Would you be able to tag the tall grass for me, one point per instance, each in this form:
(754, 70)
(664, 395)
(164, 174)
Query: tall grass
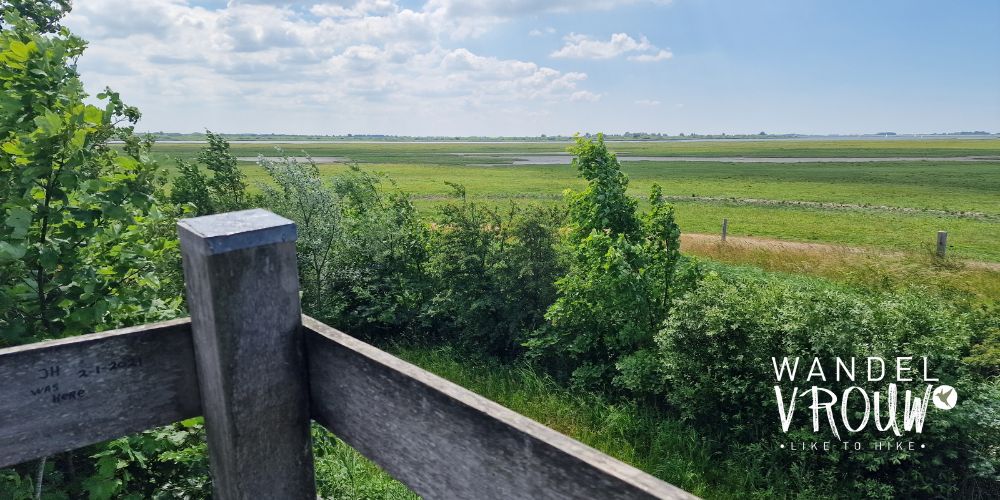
(948, 278)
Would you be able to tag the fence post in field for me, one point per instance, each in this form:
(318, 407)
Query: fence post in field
(243, 294)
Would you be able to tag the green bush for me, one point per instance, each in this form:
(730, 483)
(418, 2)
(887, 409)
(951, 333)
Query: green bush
(492, 273)
(361, 248)
(618, 286)
(224, 190)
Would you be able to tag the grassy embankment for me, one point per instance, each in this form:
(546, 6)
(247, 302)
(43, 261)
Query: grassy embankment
(643, 438)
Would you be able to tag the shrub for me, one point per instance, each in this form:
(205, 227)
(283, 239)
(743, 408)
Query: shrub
(492, 273)
(617, 290)
(361, 248)
(224, 190)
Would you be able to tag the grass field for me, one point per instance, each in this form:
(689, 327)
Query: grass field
(890, 205)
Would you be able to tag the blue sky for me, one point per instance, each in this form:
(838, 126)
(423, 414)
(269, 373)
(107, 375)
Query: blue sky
(519, 67)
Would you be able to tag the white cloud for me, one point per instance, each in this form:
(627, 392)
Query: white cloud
(518, 8)
(585, 47)
(339, 54)
(540, 32)
(585, 95)
(246, 63)
(659, 56)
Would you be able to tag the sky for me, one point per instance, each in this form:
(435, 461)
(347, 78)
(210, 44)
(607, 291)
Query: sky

▬▬▬

■ **Short problem**: Extract, exactly, the lines above that begin at the line containing "Would you be able to tag the fence" and end at the final line of the records; add no other text.

■ **Task answer**:
Would you be able to tag the fence post in field for me, one point per instance, each in this form:
(318, 407)
Query: fence post in field
(243, 294)
Would you be able to tag the green bush for me, one point per instance, each in this form:
(730, 483)
(418, 2)
(887, 409)
(951, 333)
Query: green bush
(492, 273)
(361, 248)
(618, 286)
(224, 190)
Would you be able to tag the grassy embankment for me, one point per instance, each in this form:
(546, 6)
(247, 302)
(43, 261)
Query: grassy embankment
(643, 438)
Would you be able to tag the shrub for me, one point per instance, each in this form:
(205, 227)
(283, 239)
(743, 408)
Query: shrub
(492, 273)
(617, 290)
(361, 248)
(224, 190)
Would you be able to tag the grass field for me, one point per instance, each in this form:
(689, 327)
Query: grass field
(890, 205)
Would you be able to tag the blue sky for me, one point per instance, each in this form:
(838, 126)
(423, 414)
(269, 373)
(107, 375)
Query: blue sky
(519, 67)
Would you be able to tag the white cloud for me, one point per instance, each in this form:
(627, 392)
Query: white cloud
(518, 8)
(585, 47)
(339, 54)
(540, 32)
(585, 95)
(246, 63)
(659, 56)
Would you be able to tag the sky for me, one point per instance, each in this form:
(435, 461)
(347, 78)
(210, 44)
(607, 291)
Query: sky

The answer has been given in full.